Supplemental Information

Authorized By: 3358
Amplifies: 3358
Prior Effective Dates: 8/20/2012
Rule 3358:5-7-05 | Graduation policy.

(A) Clark state community college awards the following degrees/certificates:

(1) Associate of arts

(2) Associate of science

(3) Associate of applied business

(4) Associate of applied science

(5) Associate of technical studies

(6) One-year certificates

(B) To qualify for an associate degree or certificate, a student must pass all required courses for the particular major and must have a cumulative transcript grade point average of at least 2.0. Students in certain majors as specified by the appropriate academic division must have a "C" as a minimum grade specified courses.

(C) All students are expected to complete the residency requirement of at least fifteen credit hours of course work at Clark state for an associate degree or twelve credit hours for a one-year certificate program. Credit equivalencies, as defined in the credit hour system procedures (rule 3358:5-7-03.1 of the Administrative Code), do not count toward the residency requirement. Credit equivalencies may not exceed one half of the required technical course credits for the degree or certificate program being pursued unless recommended by the faculty and approved by the academic division dean.

(D) Credits earned through credit equivalencies for an individual student shall not exceed one-half the required technical course credits for the degree or certificate program being pursued unless recommended by the faculty and approved by the dean of the division.

(E) Effective spring semester 2017, degree programs that contain one or more embedded certificates will automatically be awarded when the certificate requirements are completed unless the student contacts "Records and Registration" and indicates he/she does not wish to have the certificate credential awarded.

(F) The transcripted graduation date shall be the last official day of the term during which a student completes the course of study.

(G) The college will hold one commencement ceremony in May of each year.

(H) The college reserves the right to modify its commencement and other requirements as needed.

Supplemental Information

Authorized By: 3358
Amplifies: 3358
Prior Effective Dates: 6/17/2001, 10/23/2015
Rule 3358:5-7-06 | Residency policy.

It is the intent of the college to be consistent with the state of Ohio Administrative Code in definitions of residency status for students.

(A) As applied here, the purpose of the Ohio Administrative Code is to exclude from treatment as residents those persons who are present in the state of Ohio primarily for the purpose of receiving the benefit of a state-supported education.

(B) As an institution of higher education charged with reporting student enrollment to the Ohio department of higher education for state subsidy purposes and assessing the tuition surcharge, Clark state community college provides individual students with a fair and adequate opportunity to present proof of their Ohio residency for purposes of this rule. The college may require the submission of affidavits and other documentary evidence which it may deem necessary to a full and complete determination under Clark state rules.

(C) A petition for reclassification of residency must be approved by the records office. Such approval must occur prior to the first day of the term for which it is to be effective.

#### Exercise brief
Please answer these questions from the Clark State graduation and residency rules above:
1. What minimum cumulative transcript grade point average must a student have to qualify for an associate degree or certificate?
2. How many commencement ceremonies does the college hold each year, and in what month?
3. Which office must approve a petition for reclassification of residency, and by when must that approval occur?

#### Given records
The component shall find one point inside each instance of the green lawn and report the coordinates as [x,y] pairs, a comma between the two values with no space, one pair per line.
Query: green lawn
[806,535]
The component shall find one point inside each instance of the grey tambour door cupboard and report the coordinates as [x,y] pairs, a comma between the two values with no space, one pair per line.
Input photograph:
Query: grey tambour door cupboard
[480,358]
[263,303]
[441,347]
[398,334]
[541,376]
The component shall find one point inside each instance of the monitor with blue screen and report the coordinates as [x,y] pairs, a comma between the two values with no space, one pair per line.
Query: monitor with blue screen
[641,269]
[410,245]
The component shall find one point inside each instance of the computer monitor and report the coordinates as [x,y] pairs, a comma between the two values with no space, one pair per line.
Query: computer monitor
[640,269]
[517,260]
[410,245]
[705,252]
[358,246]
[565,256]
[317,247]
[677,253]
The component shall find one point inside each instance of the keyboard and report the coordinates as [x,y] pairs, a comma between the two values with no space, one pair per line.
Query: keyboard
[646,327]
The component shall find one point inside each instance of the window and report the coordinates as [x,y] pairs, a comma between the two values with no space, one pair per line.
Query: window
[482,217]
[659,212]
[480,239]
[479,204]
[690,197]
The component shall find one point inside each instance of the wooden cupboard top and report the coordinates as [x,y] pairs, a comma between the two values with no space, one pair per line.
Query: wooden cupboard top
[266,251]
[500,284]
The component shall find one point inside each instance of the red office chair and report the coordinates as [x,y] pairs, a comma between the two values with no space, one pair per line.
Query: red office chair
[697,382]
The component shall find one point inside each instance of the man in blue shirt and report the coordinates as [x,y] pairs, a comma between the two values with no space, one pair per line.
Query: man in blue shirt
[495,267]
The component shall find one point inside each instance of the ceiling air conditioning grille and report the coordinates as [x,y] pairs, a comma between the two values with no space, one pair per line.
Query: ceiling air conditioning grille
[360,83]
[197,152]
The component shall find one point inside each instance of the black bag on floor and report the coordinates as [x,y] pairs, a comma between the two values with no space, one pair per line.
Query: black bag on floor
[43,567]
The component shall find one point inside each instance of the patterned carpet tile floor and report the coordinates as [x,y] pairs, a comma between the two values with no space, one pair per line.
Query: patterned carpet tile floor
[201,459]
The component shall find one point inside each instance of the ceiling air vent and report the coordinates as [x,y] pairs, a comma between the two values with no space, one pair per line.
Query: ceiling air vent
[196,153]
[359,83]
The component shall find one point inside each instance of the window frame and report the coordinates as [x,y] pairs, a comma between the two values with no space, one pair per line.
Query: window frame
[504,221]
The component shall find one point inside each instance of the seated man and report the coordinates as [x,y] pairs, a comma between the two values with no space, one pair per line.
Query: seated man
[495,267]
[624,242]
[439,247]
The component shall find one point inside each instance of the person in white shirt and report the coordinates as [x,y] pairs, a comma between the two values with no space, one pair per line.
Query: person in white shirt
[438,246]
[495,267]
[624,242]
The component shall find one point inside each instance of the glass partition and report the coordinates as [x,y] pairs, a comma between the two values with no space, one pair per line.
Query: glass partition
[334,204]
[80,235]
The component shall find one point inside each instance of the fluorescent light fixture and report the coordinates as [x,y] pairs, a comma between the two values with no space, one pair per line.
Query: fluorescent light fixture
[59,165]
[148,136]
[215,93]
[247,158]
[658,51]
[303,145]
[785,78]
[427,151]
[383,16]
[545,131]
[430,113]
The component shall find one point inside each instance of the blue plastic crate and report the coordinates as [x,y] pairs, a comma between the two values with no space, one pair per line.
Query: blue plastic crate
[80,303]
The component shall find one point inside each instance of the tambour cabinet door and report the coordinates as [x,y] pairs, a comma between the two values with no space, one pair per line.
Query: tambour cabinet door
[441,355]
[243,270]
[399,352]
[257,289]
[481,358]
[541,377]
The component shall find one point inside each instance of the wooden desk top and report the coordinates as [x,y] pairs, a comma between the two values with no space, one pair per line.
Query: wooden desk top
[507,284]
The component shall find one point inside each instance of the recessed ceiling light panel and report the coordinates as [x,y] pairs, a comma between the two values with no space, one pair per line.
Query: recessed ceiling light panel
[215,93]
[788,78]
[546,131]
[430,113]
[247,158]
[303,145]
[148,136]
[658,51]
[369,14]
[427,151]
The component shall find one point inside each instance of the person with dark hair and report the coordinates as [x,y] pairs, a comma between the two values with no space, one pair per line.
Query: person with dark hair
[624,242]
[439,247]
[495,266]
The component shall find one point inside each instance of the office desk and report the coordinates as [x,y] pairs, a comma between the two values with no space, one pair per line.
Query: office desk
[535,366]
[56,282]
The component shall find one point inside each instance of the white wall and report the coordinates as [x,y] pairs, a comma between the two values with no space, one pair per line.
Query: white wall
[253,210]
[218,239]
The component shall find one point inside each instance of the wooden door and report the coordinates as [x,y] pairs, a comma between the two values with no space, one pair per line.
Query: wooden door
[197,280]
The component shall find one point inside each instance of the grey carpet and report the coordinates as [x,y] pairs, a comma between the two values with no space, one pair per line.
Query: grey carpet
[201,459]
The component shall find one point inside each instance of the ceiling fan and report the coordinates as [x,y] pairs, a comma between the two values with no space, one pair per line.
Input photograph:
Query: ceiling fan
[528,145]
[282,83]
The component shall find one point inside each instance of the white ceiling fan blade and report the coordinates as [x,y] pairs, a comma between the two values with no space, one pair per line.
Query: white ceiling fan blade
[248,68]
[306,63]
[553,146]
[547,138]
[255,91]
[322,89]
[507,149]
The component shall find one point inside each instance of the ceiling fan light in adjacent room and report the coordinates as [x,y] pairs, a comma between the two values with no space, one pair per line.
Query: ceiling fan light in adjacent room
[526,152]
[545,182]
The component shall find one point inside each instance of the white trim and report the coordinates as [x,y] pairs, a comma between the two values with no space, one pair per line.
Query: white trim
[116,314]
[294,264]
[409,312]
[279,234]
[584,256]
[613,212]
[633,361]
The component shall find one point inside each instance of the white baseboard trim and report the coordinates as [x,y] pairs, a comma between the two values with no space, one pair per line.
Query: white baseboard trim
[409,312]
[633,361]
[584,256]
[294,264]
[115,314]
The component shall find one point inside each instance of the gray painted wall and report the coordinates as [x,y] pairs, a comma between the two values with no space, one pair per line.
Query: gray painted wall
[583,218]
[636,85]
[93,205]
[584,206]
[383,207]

#### Solution below
1. At least 2.0.
2. One ceremony, in May.
3. The records office, before the first day of the term for which the reclassification is to be effective.